++++ Reading passage ++++

The logical conclusion would have been that I have a different opinion to you, not that I don't know the subject, the fact that you state that as a "logical" conclusion is very telling. To address your points:

1 - Completely agreed, battletomes are there to improve the game, I don't think anyone would argue with that.

2- Skaven do sometimes work toegher, but so do other factions in both narrative and game, such as Stormcast + Sylvaneth, Stormcast + KO, Khorne and Skaven, Nurgle and Skaven, etc etc. 

3- As metioned, there are many other factions that work together and have battalions, Stormcast + Sylvaneth, Stormcast + KO, etc. Does this mean that Stormcast + Sylvaneth + KO should all be in one battletome together as one faction? Sylvancast Overlords?

4- Yes, I agree that some keywords have different granularities of what they affect, some affect all friendly models, some all with specific keywords (and these can be faction specific or something else).  I don't know how this links to anything.

I don't see how the above are logical proof of anything other than "there are many factions and sub factions in the AoS world, and they ally or fight against each other as dictated by the situation they find themselves in". 

I continue to feel that large "army book" style releases stifle the game - I have been involved in warhammer since 2nd edition so have seen a variety of ways of doing battletome type things, have seen their advantages and disadvantages, and personally feel that mixed size factions are a good way to go. This is my opinion, your entitled to a different one, but neither of us is in any way "wrong".

Written lore, Keywords, game rules and the way the game is set up with it's rules is not a matter of opinion. What would be a matter of opinion is that these could be worded easier or differently, like Games Workshop is now doing for 40K, where not all Keywords are in the same tagline, making things clearer because they are seperated by Faction identity and followed by Character/Warrior identity. The choice is likely made for this because it gives a clear indication of what Keyword stands for which, as before, AoS currently has no use for the sub-sub-sub-factions other than Ability synergy.

++++ Data excerpts ++++

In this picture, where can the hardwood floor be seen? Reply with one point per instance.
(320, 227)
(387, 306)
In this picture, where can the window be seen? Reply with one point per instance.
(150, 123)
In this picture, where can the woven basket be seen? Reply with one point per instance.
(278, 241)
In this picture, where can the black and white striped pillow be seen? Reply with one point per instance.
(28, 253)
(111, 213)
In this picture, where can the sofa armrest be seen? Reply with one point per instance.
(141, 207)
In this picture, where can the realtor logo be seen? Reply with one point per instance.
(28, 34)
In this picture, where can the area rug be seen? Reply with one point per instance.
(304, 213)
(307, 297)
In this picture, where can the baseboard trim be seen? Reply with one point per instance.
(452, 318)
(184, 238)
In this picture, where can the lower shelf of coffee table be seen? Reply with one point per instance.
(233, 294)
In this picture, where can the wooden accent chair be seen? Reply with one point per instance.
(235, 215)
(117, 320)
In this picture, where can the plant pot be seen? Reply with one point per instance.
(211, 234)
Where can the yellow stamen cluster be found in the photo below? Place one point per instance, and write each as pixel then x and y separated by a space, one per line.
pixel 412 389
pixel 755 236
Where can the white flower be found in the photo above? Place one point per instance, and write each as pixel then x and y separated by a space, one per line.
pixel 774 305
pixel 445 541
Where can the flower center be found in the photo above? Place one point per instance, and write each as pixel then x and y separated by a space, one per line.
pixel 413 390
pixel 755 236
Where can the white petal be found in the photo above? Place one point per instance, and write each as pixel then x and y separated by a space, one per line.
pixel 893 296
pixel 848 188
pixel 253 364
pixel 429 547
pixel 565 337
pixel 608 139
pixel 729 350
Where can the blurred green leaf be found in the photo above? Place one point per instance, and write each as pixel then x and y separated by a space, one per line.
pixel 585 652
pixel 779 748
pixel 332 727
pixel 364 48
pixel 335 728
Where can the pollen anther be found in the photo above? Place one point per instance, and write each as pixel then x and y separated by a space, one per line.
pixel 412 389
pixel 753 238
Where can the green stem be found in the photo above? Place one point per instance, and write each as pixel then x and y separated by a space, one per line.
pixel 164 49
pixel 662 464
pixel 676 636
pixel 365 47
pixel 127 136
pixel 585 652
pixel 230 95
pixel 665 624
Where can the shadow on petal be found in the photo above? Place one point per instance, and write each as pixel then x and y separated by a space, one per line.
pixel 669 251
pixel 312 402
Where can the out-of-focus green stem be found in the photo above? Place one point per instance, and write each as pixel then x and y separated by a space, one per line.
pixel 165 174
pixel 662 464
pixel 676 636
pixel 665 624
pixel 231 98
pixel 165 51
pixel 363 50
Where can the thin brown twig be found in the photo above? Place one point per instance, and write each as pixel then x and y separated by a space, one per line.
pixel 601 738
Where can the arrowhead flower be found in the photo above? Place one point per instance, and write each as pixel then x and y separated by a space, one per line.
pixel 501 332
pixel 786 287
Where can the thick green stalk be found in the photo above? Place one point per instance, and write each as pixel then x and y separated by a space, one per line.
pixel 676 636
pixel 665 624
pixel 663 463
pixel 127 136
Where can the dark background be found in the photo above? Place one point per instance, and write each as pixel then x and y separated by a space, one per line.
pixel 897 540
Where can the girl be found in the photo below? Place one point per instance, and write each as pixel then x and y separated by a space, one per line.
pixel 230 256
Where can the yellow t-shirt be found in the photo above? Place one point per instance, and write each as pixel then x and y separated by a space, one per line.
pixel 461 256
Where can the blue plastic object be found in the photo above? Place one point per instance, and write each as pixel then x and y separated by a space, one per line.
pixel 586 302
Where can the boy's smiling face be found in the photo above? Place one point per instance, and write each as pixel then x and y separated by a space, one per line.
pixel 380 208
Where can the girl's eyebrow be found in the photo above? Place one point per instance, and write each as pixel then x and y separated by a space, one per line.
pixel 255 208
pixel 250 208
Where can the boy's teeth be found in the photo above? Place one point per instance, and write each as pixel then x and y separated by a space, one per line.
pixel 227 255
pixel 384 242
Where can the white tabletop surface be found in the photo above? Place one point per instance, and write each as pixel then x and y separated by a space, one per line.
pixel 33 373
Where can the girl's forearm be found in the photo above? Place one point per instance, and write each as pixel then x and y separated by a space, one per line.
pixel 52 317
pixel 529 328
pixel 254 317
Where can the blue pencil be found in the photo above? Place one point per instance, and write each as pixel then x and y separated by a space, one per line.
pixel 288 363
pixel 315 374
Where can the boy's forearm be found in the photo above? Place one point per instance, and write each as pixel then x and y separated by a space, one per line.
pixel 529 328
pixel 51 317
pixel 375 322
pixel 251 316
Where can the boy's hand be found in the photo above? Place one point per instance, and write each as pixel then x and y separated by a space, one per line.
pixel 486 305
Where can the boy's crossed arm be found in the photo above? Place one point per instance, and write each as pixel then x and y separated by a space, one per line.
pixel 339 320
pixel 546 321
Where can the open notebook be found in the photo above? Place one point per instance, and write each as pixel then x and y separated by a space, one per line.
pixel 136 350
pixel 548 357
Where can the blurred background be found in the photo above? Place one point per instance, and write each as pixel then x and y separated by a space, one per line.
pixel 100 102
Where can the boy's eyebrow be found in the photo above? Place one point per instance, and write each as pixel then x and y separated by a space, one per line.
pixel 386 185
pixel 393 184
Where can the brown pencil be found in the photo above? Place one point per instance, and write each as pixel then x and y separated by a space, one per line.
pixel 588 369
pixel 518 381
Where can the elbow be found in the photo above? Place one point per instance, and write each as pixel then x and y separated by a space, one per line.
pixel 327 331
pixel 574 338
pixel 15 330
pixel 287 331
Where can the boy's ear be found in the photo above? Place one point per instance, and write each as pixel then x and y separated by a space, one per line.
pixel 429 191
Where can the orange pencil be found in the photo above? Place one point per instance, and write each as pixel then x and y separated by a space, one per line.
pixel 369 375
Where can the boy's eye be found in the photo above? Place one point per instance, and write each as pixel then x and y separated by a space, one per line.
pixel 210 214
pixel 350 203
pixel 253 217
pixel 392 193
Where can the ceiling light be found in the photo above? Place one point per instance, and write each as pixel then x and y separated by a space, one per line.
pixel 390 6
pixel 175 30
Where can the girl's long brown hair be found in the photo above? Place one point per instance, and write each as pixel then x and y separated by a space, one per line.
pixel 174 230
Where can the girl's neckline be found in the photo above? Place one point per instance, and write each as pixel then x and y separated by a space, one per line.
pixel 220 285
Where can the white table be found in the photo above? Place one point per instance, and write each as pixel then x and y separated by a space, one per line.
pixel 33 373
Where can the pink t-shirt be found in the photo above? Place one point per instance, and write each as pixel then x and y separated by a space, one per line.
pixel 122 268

++++

[Parts of the exercise]
- 1) Reproduce word for word the passage of the forum post on battletomes between "3- As metioned, there" and "faction? Sylvancast Overlords?", inclusive.
- 2) Rewrite the location labeling rows between the line holding "In this picture, where can the baseboard" and the line holding "pixel 335 728", inclusive, as a JSON list of strings. Use one string per line and leave out blank lines.

[Task-by-task outputs]
- 1)
3- As metioned, there are many other factions that work together and have battalions, Stormcast + Sylvaneth, Stormcast + KO, etc. Does this mean that Stormcast + Sylvaneth + KO should all be in one battletome together as one faction? Sylvancast Overlords?

- 2)
[
  "In this picture, where can the baseboard trim be seen? Reply with one point per instance.",
  "(452, 318)",
  "(184, 238)",
  "In this picture, where can the lower shelf of coffee table be seen? Reply with one point per instance.",
  "(233, 294)",
  "In this picture, where can the wooden accent chair be seen? Reply with one point per instance.",
  "(235, 215)",
  "(117, 320)",
  "In this picture, where can the plant pot be seen? Reply with one point per instance.",
  "(211, 234)",
  "Where can the yellow stamen cluster be found in the photo below? Place one point per instance, and write each as pixel then x and y separated by a space, one per line.",
  "pixel 412 389",
  "pixel 755 236",
  "Where can the white flower be found in the photo above? Place one point per instance, and write each as pixel then x and y separated by a space, one per line.",
  "pixel 774 305",
  "pixel 445 541",
  "Where can the flower center be found in the photo above? Place one point per instance, and write each as pixel then x and y separated by a space, one per line.",
  "pixel 413 390",
  "pixel 755 236",
  "Where can the white petal be found in the photo above? Place one point per instance, and write each as pixel then x and y separated by a space, one per line.",
  "pixel 893 296",
  "pixel 848 188",
  "pixel 253 364",
  "pixel 429 547",
  "pixel 565 337",
  "pixel 608 139",
  "pixel 729 350",
  "Where can the blurred green leaf be found in the photo above? Place one point per instance, and write each as pixel then x and y separated by a space, one per line.",
  "pixel 585 652",
  "pixel 779 748",
  "pixel 332 727",
  "pixel 364 48",
  "pixel 335 728"
]